## Assigned task 1
Repeat the part of the market research guide below starting with "Primary research is brand, spanking" and going on through "of their needs.".
## Assigned task 2
Pick up the market research guide below after its last sentence and continue writing it.

## Given passage

====================

How to do your own market research

Putting together your plan

Before diving into doing your actual research, you’ll need to set aside some time to create a plan. One piece of market research can’t be everything to everyone in a company, especially when you have a limited budget. To help stretch your dollars further, spend some time honing your focus with these steps:

  • Figure out what you need to know about your market. Define your market (your industry, niche, etc.) and specifics on what you want to find out. If you just want data on your ideal customer, great—hone in on collecting that information. But you can do an in-depth competitive analysis or analyze your industry as well (think trends, threats, revenue data, and potential growth). Prioritize the information that’s most valuable to your business, and focus your efforts on that.
  • Gather resources for your research: Not every kind of primary or secondary research makes sense for every small business. If you’re a newbie business and have no customers yet, then it won’t do much good to try to do customer interviews. And don’t worry—we’ll share some low-cost resource options below.
  • Set a budget: Once you know what resources you’ll use and have outlined the goal for your research, estimate how much it’ll cost. Be reasonable and realistic—you won’t be able to get through this process without spending a little something.

Primary research

Now, let’s get to the meat of market research. As I mentioned earlier, there are two types of market research: primary and secondary.

Primary research is brand, spanking new information. It doesn’t currently exist anywhere else, and you get it straight from the source: your target customers. Primary research is meant to help business owners get direct answers to their burning questions, like defining customer product preferences, understanding their motivations, and getting a sense of their needs.

Some common types of primary research include:

  • Online surveys: Using a tool like survey Monkey create and distribute a survey to ideal customers in your target market. But before blasting out any emails, ensure that you’re compliant with anti-spam laws.
  • Customer interviews: Asking customers questions either in person or over the phone.

====================

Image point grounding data
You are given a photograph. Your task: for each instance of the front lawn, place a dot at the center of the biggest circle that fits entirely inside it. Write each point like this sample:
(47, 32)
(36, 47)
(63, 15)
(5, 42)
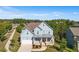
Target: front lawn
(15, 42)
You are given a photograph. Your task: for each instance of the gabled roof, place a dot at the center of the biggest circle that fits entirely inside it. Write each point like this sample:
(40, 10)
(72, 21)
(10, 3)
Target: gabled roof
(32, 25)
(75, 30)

====================

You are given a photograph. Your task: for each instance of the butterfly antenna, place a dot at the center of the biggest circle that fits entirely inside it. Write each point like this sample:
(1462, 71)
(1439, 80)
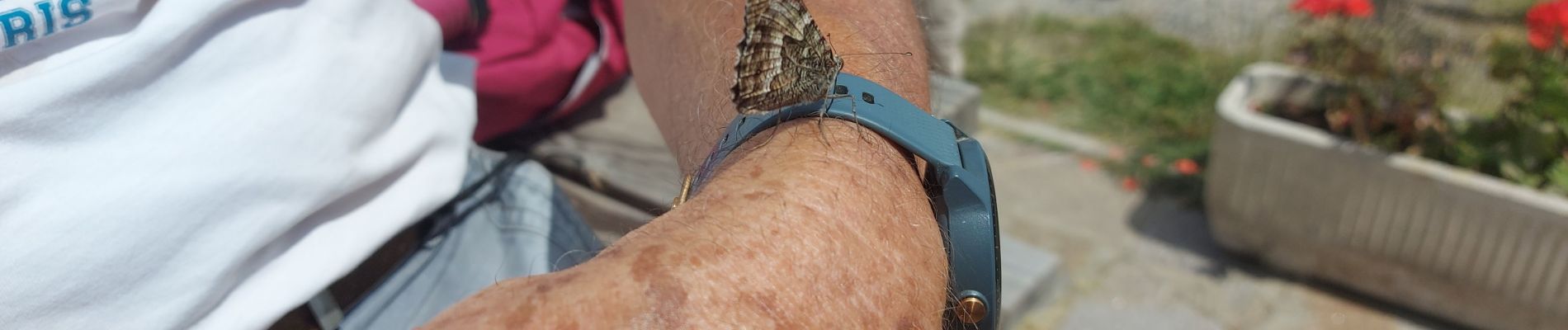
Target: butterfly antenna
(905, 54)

====================

## Task answer 1
Primary research is brand, spanking new information. It doesn’t currently exist anywhere else, and you get it straight from the source: your target customers. Primary research is meant to help business owners get direct answers to their burning questions, like defining customer product preferences, understanding their motivations, and getting a sense of their needs.

## Task answer 2
  • Focus groups: Create a small sample of your ideal customers, gather them together, and have a mediator facilitate a discussion.
  • Direct mail: Don’t discount the power of snail mail! Send a paper survey to a sampling of your ideal customers. While direct mail surveys can help curb researcher bias, the response rate is usually low and responses take a while to reach you. But direct mail is a great avenue if your customers belong to an older demographic or you’re worried about spam email standards. Also, direct mail works: 42% read or scan direct mail pieces.

Digging into primary research might take you outside your comfort zone. You might shy away from asking customers lengthy questions to avoid annoying them. Or maybe you’ll fret over taking too much of their time. But trust me: the long-term impact of a rigorous market research report is worth the discomfort.

When designing your survey questions, follow a few basic rules of thumb:

  • Keep questions short and simple. The longer the question, the more likely it is to confuse your customers.
  • Go from general questions to more specific ones.
  • Make sure your survey is easy to read and has a clean design.
  • Don’t use ambiguous words or leading questions.
  • Offer different ways to respond based on the question. It could be true or false, multiple choice, a response scale (like stars or numbers 1 to 5), or comment boxes to elaborate.
  • Send your survey to friends/colleagues first. Fresh eyes can spot potential problems and errors.

Secondary research

While primary research offers a more detailed view of customer needs and competitor profiles, secondary research offers a bigger-picture analysis.

As I mentioned before, secondary research uses resources that already exist. That could mean digging through government demographic data, industry reports, or pricing guides for data that can guide your research.

Some resources you can use for secondary research include:

  • Demographic data: Look up specific demographic data from government entities for valuable insights to inform ideal customer profiles.
  • Industry/sector data: Get a sense of how your specific industry is performing using Also check out information from your specific trade association and trade publications for specific industry info.
  • Competitors: Don’t forget to check out competing companies! Look up other businesses that are relatively the same size, offering similar products/services, in your geographic area, and/or that are serving the same customers. What can you learn from them? Where do they succeed or fall short? Are there gaps in their offerings that you can fill with your products/services?
  • Local library: It might sound old-fashioned, but your local library will likely have great reference materials on your market and industry.
  • Sales data: If you’re an existing business, don’t neglect your own internal data. Examine invoices, sales receipts, revenue reports, and other relevant data to determine trends, popularity of certain goods/services, and the impact of specific advertising/marketing campaigns.

Additional resources

If you’re still digging for more information (or maybe just a helping hand), there are a variety of other resources to use to inform your research:

  •  A repository of press releases for the general media. Search by industry to find current events, data, and research affecting your chosen market.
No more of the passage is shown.